__GIVEN PASSAGE__
Segment Open

Issue No. 53, December 2000 - January 2001

Reports Place US Stockpile Stewardship in Critical Focus

On January 4, the US General Accounting Office released a support raising concerns over the current operation of the US nuclear weapons Stockpile Stewardship Programme (SSP). The report - Nuclear Weapons: Improved Management Needed to Implement Stockpile Stewardship Program Effectively - describes a programme behind schedule, over budget by some 70%, and hampered by considerable management and organizational difficulties. Particularly acute problems were identified with efforts to extend the life of the W87 MX strategic warhead.

Doubts over the adequacy of the SSP are related to concern over the long-term ability of the United States to maintain its nuclear weapons without full-scale, underground nuclear tests. On November 28, an article in the New York Times - 'Testing the Aging Stockpile in a Test Ban Era', by James Glanz - highlighted the issue, quoting weapons scientists from Los Alamos arguing the scientific case for a resumption of explosions. In the words of senior designer Dr. Merri Wood, stewardship without testing is "a religious exercise, not science". According to Dr. Charles Nakhleh: "The vast, vast majority [of the scientists at Los Alamos] would say there are questions you can answer relatively definitely with nuclear testing that would be very difficult to answer without nuclear testing..." The article produced a strong response from pro-CTBT scientists, including Dr. Sidney Drell, a member of the President's Foreign Intelligence Advisory Board and Non-Proliferation Advisory Panel, who observed in an issue brief for the Coalition to Reduce Nuclear Dangers (December 1): "Scientist will always welcome more quality data, but the question is what is necessary, not what makes the job easier or what is merely useful. ... [L]ow-yield underground nuclear explosions have little to contribute, and nothing essential, relative to what US scientists are presently learning from a multi-faceted, well-supported stewardship program." Dr. Drell concludes that "relative to other countries, the US SSP is the most advanced...in existence. With unsurpassed diagnostic/simulation tools and capabilities, it affords the United States an important advantage in managing and maintaining confidence in the enduring stockpile. It is adequate to the task!"

Segment Closed

__THE DATA__
Segment Open

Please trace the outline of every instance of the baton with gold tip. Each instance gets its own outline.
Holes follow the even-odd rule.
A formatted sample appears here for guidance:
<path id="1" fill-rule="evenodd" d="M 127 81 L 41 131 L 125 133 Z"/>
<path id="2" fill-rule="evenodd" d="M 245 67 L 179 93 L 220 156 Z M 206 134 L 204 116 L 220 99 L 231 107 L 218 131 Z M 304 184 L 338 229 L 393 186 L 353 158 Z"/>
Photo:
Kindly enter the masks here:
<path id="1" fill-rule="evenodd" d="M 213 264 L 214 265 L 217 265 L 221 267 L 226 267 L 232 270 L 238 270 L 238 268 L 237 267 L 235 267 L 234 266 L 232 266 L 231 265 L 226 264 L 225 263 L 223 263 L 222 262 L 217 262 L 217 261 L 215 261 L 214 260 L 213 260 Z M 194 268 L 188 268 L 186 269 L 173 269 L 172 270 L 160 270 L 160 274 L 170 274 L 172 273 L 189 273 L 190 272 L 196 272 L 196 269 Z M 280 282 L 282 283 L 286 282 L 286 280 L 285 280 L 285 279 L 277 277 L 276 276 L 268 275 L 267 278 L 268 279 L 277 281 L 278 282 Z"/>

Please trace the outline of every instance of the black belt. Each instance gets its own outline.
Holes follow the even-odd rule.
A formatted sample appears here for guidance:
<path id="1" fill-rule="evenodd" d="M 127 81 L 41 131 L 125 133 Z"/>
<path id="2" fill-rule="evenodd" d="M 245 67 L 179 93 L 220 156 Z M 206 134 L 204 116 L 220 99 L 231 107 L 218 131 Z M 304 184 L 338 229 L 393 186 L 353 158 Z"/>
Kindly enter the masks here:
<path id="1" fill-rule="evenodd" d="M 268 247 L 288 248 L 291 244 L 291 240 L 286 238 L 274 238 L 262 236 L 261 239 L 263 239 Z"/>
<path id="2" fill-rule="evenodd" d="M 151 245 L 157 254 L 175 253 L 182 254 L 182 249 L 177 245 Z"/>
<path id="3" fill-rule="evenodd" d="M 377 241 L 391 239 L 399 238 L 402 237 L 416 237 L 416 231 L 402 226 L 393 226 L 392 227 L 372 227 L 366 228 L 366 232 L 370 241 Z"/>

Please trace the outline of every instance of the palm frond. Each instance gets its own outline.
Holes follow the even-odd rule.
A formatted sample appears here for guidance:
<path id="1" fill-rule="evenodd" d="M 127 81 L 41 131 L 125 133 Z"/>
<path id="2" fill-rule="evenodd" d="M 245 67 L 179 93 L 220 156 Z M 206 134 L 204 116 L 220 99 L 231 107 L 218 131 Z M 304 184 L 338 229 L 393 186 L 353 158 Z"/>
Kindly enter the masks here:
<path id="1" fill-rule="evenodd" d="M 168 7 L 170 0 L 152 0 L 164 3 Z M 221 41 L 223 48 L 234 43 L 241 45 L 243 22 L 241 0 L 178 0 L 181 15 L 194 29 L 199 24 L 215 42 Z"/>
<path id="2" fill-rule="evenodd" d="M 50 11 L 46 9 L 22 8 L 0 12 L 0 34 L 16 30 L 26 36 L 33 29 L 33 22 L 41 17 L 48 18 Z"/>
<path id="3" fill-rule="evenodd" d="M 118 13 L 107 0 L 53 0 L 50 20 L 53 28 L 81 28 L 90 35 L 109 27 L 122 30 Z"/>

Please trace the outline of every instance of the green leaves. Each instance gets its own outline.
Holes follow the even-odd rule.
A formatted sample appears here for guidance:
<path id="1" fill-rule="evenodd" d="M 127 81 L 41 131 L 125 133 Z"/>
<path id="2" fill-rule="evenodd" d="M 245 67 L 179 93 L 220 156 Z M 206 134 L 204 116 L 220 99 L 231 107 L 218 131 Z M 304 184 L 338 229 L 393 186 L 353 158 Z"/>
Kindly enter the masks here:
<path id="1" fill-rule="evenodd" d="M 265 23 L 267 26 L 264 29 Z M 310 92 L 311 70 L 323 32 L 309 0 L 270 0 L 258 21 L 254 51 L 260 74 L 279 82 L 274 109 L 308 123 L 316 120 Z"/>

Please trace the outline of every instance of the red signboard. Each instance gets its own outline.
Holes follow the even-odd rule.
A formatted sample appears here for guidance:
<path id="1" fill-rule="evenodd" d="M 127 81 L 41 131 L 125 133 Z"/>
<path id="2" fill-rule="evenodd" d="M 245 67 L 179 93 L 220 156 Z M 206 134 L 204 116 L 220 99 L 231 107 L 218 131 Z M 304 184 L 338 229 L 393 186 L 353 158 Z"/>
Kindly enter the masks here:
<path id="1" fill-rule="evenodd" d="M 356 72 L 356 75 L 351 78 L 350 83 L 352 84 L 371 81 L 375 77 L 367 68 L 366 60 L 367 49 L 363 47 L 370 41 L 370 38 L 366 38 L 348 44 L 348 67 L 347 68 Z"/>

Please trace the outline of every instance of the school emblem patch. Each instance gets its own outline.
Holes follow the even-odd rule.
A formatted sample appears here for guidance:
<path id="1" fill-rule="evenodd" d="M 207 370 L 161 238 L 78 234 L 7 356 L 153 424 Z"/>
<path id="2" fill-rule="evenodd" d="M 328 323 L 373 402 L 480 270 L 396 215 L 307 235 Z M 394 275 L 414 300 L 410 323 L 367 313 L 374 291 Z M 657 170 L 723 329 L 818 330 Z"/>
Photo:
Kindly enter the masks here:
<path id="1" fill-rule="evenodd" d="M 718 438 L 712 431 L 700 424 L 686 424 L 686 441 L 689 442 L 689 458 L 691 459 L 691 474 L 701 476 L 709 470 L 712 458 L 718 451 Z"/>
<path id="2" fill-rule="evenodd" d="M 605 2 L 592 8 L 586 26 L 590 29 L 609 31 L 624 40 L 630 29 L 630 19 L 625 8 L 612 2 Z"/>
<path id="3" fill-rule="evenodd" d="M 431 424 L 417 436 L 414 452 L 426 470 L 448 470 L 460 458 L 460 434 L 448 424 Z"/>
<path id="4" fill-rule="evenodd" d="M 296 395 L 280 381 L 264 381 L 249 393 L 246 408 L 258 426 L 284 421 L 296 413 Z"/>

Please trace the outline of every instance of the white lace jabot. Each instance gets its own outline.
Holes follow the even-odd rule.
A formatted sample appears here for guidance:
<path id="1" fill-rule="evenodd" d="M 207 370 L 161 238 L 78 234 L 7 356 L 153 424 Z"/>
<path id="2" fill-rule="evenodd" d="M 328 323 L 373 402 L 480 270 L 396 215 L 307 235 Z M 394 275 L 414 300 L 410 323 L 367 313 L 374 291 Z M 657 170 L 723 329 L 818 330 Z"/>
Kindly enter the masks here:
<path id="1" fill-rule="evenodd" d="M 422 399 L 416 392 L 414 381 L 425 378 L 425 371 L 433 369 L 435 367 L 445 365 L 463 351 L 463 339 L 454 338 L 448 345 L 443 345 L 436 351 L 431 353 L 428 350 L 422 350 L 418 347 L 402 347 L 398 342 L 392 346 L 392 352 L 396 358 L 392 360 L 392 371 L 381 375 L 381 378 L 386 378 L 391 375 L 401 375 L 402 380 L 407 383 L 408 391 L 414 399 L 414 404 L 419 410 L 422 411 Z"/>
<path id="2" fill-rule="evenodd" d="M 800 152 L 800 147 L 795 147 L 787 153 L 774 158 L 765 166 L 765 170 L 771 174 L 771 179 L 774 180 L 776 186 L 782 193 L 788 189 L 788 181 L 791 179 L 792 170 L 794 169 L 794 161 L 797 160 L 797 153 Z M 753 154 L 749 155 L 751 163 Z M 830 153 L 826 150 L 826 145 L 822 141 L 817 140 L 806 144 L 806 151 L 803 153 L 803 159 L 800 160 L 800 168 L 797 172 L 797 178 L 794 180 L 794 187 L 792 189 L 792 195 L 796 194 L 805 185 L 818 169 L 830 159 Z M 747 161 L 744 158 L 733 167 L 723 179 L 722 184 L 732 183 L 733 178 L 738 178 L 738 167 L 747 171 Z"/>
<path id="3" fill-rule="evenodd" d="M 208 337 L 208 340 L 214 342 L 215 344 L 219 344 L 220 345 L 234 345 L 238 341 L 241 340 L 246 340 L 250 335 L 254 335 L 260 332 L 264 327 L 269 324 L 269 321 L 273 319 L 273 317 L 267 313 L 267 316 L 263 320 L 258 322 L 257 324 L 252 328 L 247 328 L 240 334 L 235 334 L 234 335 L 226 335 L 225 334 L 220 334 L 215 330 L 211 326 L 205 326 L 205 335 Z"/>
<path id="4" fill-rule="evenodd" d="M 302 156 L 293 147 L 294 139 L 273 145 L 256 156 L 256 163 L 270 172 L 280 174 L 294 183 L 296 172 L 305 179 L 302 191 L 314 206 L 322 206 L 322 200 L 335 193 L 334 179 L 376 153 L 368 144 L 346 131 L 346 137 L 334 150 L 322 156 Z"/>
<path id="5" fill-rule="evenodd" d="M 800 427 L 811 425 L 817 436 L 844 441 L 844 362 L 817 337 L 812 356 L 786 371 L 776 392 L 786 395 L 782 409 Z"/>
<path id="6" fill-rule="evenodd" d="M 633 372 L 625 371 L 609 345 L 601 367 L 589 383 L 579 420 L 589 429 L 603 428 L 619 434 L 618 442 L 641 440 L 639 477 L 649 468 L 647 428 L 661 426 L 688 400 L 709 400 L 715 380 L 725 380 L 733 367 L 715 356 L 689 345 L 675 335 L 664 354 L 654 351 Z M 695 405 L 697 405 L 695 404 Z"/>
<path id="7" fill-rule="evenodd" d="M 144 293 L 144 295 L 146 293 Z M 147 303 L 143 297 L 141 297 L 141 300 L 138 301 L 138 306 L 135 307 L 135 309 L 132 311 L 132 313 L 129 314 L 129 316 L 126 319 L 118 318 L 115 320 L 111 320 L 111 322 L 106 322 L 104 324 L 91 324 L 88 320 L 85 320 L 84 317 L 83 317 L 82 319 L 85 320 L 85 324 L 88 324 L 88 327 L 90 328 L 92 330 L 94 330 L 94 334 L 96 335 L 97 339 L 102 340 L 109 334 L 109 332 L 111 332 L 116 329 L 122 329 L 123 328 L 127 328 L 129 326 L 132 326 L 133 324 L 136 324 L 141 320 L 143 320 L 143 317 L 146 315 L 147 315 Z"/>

Segment Closed

__WORK REQUIRED__
According to the stockpile stewardship passage, the effort to extend the life of which warhead had particularly acute problems?

__WRITTEN RESPONSE__
The W87 MX strategic warhead.